• Recorded information:
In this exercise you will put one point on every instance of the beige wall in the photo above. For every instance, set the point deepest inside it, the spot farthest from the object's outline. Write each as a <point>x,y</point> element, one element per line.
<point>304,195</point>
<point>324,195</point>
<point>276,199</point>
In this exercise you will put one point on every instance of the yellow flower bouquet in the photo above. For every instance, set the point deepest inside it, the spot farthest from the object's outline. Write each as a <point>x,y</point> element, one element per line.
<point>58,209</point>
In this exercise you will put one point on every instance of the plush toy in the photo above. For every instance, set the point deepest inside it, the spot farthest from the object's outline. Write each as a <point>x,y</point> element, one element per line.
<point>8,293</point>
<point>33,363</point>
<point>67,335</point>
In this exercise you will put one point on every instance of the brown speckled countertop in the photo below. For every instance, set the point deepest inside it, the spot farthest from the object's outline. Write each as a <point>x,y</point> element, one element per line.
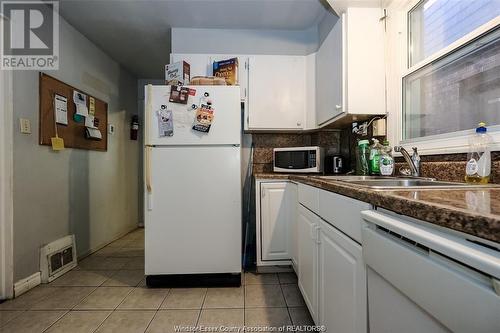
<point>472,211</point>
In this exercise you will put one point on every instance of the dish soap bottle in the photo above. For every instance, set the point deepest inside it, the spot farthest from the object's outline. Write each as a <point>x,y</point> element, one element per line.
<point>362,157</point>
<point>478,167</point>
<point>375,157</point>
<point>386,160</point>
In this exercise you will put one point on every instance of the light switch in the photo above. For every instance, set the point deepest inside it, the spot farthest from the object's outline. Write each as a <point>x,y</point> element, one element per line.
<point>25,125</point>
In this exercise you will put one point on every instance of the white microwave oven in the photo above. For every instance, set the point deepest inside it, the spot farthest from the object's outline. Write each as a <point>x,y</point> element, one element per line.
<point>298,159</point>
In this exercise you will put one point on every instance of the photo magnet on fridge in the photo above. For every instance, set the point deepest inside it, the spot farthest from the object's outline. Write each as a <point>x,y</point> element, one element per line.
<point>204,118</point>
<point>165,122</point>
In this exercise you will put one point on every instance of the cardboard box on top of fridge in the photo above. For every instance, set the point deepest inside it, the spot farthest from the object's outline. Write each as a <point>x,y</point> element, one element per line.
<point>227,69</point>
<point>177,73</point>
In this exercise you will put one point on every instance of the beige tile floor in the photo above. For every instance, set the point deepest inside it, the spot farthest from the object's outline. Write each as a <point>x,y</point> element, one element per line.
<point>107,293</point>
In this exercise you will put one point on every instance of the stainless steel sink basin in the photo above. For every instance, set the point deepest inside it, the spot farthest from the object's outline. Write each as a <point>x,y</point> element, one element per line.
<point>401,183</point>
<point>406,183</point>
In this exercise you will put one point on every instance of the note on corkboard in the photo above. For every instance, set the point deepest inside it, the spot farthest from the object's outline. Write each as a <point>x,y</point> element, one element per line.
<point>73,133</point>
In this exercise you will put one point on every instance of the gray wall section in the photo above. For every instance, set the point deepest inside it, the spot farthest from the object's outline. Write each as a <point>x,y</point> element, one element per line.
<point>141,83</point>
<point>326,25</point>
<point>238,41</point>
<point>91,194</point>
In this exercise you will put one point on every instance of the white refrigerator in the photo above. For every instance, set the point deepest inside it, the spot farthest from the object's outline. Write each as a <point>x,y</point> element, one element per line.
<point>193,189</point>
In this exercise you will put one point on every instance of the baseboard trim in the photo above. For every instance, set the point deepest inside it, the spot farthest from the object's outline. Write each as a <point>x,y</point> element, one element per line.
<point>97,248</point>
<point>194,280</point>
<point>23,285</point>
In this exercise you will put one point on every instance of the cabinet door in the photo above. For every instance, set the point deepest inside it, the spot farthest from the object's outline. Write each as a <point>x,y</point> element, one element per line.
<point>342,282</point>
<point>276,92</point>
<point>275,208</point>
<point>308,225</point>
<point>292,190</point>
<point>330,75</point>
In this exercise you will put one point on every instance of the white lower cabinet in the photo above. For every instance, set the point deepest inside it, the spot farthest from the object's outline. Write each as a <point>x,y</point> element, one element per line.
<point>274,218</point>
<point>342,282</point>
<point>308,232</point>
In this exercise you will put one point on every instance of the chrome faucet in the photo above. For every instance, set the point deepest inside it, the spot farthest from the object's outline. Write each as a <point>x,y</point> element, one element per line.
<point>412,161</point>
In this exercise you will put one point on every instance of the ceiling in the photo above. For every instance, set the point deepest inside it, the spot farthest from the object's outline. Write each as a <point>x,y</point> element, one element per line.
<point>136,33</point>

• Given exercise:
Replace "photo" with "image" in all of the rows, leaving everything else unchanged, and leave the pictures out of your answer.

• Task result:
In this exercise you will put one point on every instance of the beige wall in the image above. For every instance, set the point deepest inside it, the spot farthest from the object's outline. Write each as a <point>x,y</point> element, one element per line.
<point>304,195</point>
<point>324,195</point>
<point>276,199</point>
In this exercise you will put one point on every instance of the yellow flower bouquet in the image above. For every instance, set the point deepest inside it, the spot farthest from the object's outline. Write each as a <point>x,y</point> element, one element per line.
<point>58,209</point>
In this exercise you will put one point on every instance of the plush toy in the image above. For every instance, set the point deepest inside it, the spot farthest from the object's outline. Write each as a <point>x,y</point> element, one element per line.
<point>8,293</point>
<point>33,363</point>
<point>67,335</point>
In this exercise you will put one point on every instance of the brown speckled countertop in the image below. For every instance, set the point deepest inside it, the spot farthest from the object's outline. Write each as a <point>x,y</point> element, one element per line.
<point>472,211</point>
In this exercise you will put one point on every instance of the dish soap bottle in the image above. For every instance, set the point deepest inside it, the spot farthest from the object's outline. Write each as a <point>x,y</point> element, one element per line.
<point>362,157</point>
<point>478,167</point>
<point>375,157</point>
<point>386,160</point>
In this exercise you will put one point on every instance of the light switch in the image above. For every instance, set the point deepest inside it, the spot farthest from the object's outline. Write each as a <point>x,y</point> element, one element per line.
<point>25,125</point>
In this exercise you will put one point on every instance of the white microwave oven in the image above. For every instance, set the point deepest inside it, the spot farthest from the object's outline. Write each as a <point>x,y</point> element, one element per line.
<point>298,159</point>
In this exercise you will put one point on every instance of the image magnet on fridge in the image above. For every instance, set the point deepest inside it, the spot farthest from the object's outline. Write each as a <point>x,y</point> element, one element per line.
<point>204,118</point>
<point>165,122</point>
In this exercise you will put one point on every instance of the cardboard box on top of fridge in the image above. For every instance, set the point deepest inside it, the spot farthest from the object's outline. Write each as a <point>x,y</point> element, one element per line.
<point>227,69</point>
<point>177,73</point>
In this exercise you will put one point on every instance of the beige tile floor in the image above. For every instance, set the point deepest inside it, the spot farthest from the object's outline. Write each as a <point>x,y</point> element, one element per line.
<point>107,293</point>
In this exercise you will put one point on every instance of the stainless steel sink basin in the image above. For every instance, set the point deepest inside it, the spot farthest from the object's outline. Write each as a <point>x,y</point> element, one element per line.
<point>401,183</point>
<point>406,183</point>
In this exercise you will put one point on every instance of the note on corkboard in the image above. For every instance, set the point deepest inside it, the spot farthest from the object's outline. Write each as a <point>x,y</point> element, one element per line.
<point>73,133</point>
In this exercise you will put one point on every instance of the gray wall section in the image above. For every instance, set the point deepest inside it, the spot farthest from the object's outline. Write each as a <point>x,y</point> element, one element per line.
<point>141,83</point>
<point>326,25</point>
<point>238,41</point>
<point>91,194</point>
In this exercise you will put one point on every instance of the white refrigerator in the image above. For every instance, set the point deepest inside it, the spot farthest from the object's outline. Write each as a <point>x,y</point> element, one element per line.
<point>193,189</point>
In this exercise you will put one point on every instance of the baseboard trim in the image above. For every instance, set the point deepest inside it, the spot farthest from the object's outline. Write each as a <point>x,y</point> element, one element per line.
<point>97,248</point>
<point>194,280</point>
<point>23,285</point>
In this exercise you will put one point on every instance of the cabinet door in the image above. For every instance, set the point deepest inside it, the spot farthest from the object's outline. Write each as a <point>x,y</point> element, one element per line.
<point>342,282</point>
<point>276,92</point>
<point>275,208</point>
<point>308,225</point>
<point>292,190</point>
<point>330,75</point>
In this exercise you will put one point on every instance of the white lower cabinet in the image above. For every instance, set the point deepest inside it, the spot farthest from the object's outline. Write each as a <point>x,y</point> element, one element per line.
<point>274,218</point>
<point>342,282</point>
<point>308,232</point>
In this exercise you will put one point on every instance of the chrome faucet in the image above. For every instance, set the point deepest inside it, the spot farthest from the object's outline. Write each as a <point>x,y</point> element, one element per line.
<point>412,161</point>
In this exercise you will put one point on every instance of the ceiling in the image above. For every instance, set the point deepest inside it, the spot farthest from the object's outline. Write each as a <point>x,y</point> element, one element per line.
<point>136,33</point>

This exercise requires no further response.